Raw records
______

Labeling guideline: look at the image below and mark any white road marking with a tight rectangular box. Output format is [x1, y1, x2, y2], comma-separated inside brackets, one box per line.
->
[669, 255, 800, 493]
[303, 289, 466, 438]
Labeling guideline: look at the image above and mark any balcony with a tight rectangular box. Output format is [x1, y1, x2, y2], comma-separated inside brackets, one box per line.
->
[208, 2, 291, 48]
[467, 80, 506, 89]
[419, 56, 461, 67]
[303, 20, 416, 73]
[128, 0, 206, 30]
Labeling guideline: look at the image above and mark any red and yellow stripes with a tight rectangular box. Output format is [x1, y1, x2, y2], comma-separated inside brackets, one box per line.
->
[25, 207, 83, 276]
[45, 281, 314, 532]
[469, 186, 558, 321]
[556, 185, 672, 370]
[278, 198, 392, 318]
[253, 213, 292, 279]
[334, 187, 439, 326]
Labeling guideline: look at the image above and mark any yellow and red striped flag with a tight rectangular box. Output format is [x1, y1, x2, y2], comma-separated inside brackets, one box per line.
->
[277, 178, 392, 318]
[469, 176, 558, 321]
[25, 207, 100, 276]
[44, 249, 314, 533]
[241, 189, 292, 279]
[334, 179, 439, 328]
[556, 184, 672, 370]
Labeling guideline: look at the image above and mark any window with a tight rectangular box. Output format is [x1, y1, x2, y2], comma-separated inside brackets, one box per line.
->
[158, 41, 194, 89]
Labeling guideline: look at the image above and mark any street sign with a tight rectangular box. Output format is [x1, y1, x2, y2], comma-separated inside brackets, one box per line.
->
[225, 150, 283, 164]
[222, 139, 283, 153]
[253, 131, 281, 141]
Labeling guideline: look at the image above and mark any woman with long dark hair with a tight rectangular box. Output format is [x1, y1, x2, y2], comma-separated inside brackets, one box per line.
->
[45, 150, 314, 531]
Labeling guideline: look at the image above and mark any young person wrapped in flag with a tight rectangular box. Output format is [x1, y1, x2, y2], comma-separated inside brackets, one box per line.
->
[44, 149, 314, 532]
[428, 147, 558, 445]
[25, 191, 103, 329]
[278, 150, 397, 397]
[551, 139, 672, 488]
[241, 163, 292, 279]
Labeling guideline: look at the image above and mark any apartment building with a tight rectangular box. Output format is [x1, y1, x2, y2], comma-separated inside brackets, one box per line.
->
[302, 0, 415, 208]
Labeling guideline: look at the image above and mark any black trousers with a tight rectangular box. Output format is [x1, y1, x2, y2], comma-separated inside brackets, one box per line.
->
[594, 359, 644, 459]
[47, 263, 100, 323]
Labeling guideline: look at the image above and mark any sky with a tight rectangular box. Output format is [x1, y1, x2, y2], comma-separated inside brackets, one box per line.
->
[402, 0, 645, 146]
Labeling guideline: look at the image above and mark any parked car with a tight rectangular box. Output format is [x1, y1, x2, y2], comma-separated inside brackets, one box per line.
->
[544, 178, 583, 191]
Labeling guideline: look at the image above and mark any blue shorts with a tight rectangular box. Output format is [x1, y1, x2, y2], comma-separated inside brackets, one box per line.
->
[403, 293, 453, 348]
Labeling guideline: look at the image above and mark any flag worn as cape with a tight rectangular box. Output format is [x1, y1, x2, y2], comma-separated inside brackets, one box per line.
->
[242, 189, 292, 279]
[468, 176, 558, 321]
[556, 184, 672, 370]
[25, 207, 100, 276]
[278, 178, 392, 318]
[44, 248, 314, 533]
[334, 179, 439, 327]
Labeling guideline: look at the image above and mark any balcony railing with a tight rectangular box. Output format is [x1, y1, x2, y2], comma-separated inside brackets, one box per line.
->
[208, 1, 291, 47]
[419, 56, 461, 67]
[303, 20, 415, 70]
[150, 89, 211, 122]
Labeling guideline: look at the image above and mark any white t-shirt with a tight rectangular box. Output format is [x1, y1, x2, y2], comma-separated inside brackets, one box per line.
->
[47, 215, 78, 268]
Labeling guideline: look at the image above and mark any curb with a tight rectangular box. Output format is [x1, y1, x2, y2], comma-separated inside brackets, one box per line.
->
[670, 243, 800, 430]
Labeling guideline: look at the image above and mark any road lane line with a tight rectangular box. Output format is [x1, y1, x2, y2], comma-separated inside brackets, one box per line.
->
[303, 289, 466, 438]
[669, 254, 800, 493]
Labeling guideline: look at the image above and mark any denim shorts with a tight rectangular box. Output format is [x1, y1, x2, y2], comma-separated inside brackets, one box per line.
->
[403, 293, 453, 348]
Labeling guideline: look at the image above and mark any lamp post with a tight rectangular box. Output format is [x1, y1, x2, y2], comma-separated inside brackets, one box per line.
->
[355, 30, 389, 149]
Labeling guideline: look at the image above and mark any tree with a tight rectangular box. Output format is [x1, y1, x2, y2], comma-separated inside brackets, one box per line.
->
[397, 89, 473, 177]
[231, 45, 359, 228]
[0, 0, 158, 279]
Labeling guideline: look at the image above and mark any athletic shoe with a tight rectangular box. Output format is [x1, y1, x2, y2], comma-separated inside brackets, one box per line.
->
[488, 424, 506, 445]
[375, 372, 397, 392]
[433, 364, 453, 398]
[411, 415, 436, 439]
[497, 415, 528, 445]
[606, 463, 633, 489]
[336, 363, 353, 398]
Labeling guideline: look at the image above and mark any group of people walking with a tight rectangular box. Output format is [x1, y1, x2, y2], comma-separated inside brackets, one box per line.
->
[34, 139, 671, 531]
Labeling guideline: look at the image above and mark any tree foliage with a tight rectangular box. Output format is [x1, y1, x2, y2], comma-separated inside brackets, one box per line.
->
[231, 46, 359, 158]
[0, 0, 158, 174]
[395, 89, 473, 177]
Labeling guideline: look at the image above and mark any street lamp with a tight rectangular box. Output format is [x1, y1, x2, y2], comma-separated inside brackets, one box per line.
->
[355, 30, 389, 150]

______

Work to be completed: Repeat the listing verbatim, everything from the line containing "Labeling guideline: look at the image above and mark any woman" down to the line containing "[302, 0, 415, 208]", with both of those lines included.

Task result:
Labeling guideline: look at the image above and mark any woman with long dark hair with a tight rectangular box. Output format is [x1, y1, x2, y2], comma-separated inside brackets, one box per line.
->
[45, 150, 314, 531]
Labeling guideline: look at the image above and mark any young person wrapped in flag with a tight rectangular box. Output format is [x1, y1, x2, y2], comma-separated inside brackets, one box per line.
->
[44, 149, 314, 532]
[428, 147, 558, 445]
[25, 191, 103, 329]
[278, 150, 397, 397]
[551, 139, 672, 488]
[241, 163, 292, 279]
Labeling guideline: look at the image above and mark any apartment building with a tight rectangular box. Output format is [x1, y1, x2, y2], comma-separated inside brackets, one box per line.
->
[302, 0, 415, 208]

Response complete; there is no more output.